# Provided data:
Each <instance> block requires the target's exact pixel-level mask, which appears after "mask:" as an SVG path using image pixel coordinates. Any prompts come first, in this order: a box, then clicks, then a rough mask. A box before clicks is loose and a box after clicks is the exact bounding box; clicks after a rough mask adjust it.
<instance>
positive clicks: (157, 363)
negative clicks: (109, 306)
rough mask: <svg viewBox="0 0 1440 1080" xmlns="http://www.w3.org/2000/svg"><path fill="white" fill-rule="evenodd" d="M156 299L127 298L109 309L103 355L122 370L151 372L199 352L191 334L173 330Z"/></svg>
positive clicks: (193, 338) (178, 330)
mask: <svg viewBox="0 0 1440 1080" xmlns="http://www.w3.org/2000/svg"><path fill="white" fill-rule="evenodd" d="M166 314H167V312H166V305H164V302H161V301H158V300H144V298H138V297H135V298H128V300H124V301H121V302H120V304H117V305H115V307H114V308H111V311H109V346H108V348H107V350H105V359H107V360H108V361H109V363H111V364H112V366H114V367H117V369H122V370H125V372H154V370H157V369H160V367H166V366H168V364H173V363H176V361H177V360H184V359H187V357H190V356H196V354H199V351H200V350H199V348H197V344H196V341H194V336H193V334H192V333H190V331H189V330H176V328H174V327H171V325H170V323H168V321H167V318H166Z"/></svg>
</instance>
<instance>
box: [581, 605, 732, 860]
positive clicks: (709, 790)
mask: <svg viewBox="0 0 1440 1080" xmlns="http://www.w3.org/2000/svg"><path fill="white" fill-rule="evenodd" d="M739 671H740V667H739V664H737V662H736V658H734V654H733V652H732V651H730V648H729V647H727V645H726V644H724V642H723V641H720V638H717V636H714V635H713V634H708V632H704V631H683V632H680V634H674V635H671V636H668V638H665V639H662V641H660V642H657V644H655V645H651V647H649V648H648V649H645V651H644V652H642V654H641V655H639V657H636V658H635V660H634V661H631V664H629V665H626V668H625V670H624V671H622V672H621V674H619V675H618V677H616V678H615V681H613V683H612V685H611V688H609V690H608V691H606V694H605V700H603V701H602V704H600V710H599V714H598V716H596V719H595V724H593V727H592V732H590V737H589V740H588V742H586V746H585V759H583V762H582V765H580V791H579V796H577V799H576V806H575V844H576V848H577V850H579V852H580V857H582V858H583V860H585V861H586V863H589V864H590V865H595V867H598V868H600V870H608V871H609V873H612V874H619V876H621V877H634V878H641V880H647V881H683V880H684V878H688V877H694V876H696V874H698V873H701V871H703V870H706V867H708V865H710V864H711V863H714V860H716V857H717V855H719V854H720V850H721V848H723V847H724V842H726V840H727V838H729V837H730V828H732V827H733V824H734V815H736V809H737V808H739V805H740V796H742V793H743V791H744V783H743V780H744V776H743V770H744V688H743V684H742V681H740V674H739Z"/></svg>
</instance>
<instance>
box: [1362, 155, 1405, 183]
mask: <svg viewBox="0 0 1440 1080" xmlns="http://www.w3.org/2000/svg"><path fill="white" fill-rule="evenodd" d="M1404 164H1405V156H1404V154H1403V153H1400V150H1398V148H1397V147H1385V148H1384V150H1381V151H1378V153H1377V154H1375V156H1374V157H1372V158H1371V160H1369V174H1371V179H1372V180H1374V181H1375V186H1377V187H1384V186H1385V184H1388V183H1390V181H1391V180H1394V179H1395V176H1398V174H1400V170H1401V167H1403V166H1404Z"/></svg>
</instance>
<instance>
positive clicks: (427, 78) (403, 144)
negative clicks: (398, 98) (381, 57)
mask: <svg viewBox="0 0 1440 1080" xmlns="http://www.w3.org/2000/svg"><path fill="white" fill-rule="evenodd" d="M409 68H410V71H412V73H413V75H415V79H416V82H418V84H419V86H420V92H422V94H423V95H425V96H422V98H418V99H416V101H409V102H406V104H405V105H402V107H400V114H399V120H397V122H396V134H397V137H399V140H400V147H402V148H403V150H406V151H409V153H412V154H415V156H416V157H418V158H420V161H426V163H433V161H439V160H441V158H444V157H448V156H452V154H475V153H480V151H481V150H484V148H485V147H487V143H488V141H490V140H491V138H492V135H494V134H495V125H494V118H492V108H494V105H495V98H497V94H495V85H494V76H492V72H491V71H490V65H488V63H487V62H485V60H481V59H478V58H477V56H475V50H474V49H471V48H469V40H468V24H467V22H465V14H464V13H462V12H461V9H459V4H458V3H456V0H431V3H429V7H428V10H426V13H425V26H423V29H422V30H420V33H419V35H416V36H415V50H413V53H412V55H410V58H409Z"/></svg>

# Work to be completed:
An accurate, complete transcription of the records above is needed.

# Written solution:
Each <instance> block requires the target's exact pixel-level mask, which appears after "mask:" as an SVG path using image pixel coordinates. Any prompts come first, in this order: a box, then clicks, then a rough mask. A box before clicks is loose and a box after clicks is the exact bounding box; clicks after a rough mask adjust it.
<instance>
positive clicks: (157, 363)
negative clicks: (109, 306)
rough mask: <svg viewBox="0 0 1440 1080" xmlns="http://www.w3.org/2000/svg"><path fill="white" fill-rule="evenodd" d="M156 299L127 298L109 309L103 355L122 370L151 372L199 352L191 334L173 330Z"/></svg>
positive clicks: (193, 338) (178, 330)
mask: <svg viewBox="0 0 1440 1080" xmlns="http://www.w3.org/2000/svg"><path fill="white" fill-rule="evenodd" d="M166 314H167V312H166V305H164V302H161V301H158V300H144V298H138V297H135V298H128V300H124V301H121V302H120V304H117V305H115V307H114V308H111V311H109V346H108V348H107V350H105V359H107V360H108V361H109V363H111V364H112V366H114V367H117V369H122V370H125V372H154V370H157V369H160V367H166V366H168V364H173V363H176V361H177V360H184V359H187V357H190V356H196V354H199V351H200V350H199V348H197V344H196V341H194V336H193V334H192V333H190V331H189V330H176V328H174V327H171V325H170V323H168V321H167V318H166Z"/></svg>
</instance>
<instance>
box: [581, 605, 732, 860]
positive clicks: (709, 790)
mask: <svg viewBox="0 0 1440 1080" xmlns="http://www.w3.org/2000/svg"><path fill="white" fill-rule="evenodd" d="M739 671H740V667H739V664H737V662H736V658H734V654H733V652H732V651H730V648H729V647H727V645H726V644H724V642H723V641H720V638H717V636H714V635H713V634H708V632H704V631H683V632H680V634H674V635H671V636H668V638H665V639H662V641H660V642H657V644H655V645H651V647H649V648H648V649H645V651H644V652H642V654H641V655H639V657H636V658H635V660H634V661H631V664H629V665H626V668H625V670H624V671H622V672H621V674H619V675H618V677H616V678H615V681H613V683H612V685H611V688H609V690H608V691H606V694H605V700H603V701H602V704H600V710H599V714H598V716H596V719H595V724H593V727H592V732H590V737H589V740H588V742H586V746H585V759H583V762H582V765H580V791H579V796H577V799H576V806H575V844H576V848H577V850H579V852H580V857H582V858H583V860H585V861H586V863H589V864H590V865H595V867H598V868H600V870H608V871H609V873H612V874H619V876H621V877H634V878H641V880H647V881H683V880H684V878H688V877H694V876H696V874H698V873H701V871H703V870H706V867H708V865H710V864H711V863H714V860H716V857H717V855H719V854H720V850H721V848H723V847H724V842H726V840H727V838H729V837H730V828H732V827H733V824H734V815H736V809H737V808H739V805H740V796H742V793H743V791H744V783H743V780H744V776H743V770H744V688H743V684H742V681H740V674H739Z"/></svg>
</instance>
<instance>
box: [1362, 155, 1405, 183]
mask: <svg viewBox="0 0 1440 1080" xmlns="http://www.w3.org/2000/svg"><path fill="white" fill-rule="evenodd" d="M1404 164H1405V156H1404V154H1403V153H1400V150H1398V148H1397V147H1385V148H1384V150H1381V151H1378V153H1377V154H1375V156H1374V157H1372V158H1371V160H1369V174H1371V179H1372V180H1374V181H1375V186H1377V187H1384V186H1385V184H1388V183H1390V181H1391V180H1394V179H1395V176H1398V174H1400V170H1401V167H1403V166H1404Z"/></svg>
</instance>
<instance>
positive clicks: (427, 78) (403, 144)
negative clicks: (398, 98) (381, 57)
mask: <svg viewBox="0 0 1440 1080" xmlns="http://www.w3.org/2000/svg"><path fill="white" fill-rule="evenodd" d="M409 68H410V71H412V73H413V75H415V79H416V82H418V84H419V86H420V92H422V94H423V95H425V96H422V98H418V99H416V101H409V102H406V104H405V105H402V107H400V114H399V120H397V122H396V134H397V137H399V140H400V147H402V148H403V150H406V151H409V153H412V154H415V156H416V157H418V158H420V161H426V163H433V161H439V160H441V158H444V157H448V156H452V154H475V153H480V151H481V150H484V148H485V147H487V143H488V141H490V140H491V138H492V135H494V134H495V125H494V118H492V108H494V105H495V98H497V94H495V85H494V76H492V72H491V71H490V65H488V63H487V62H485V60H481V59H478V58H477V56H475V50H474V49H471V48H469V40H468V24H467V22H465V14H464V13H462V12H461V9H459V4H458V3H456V0H431V3H429V7H428V10H426V13H425V26H423V29H422V30H420V33H419V35H416V36H415V50H413V53H412V55H410V58H409Z"/></svg>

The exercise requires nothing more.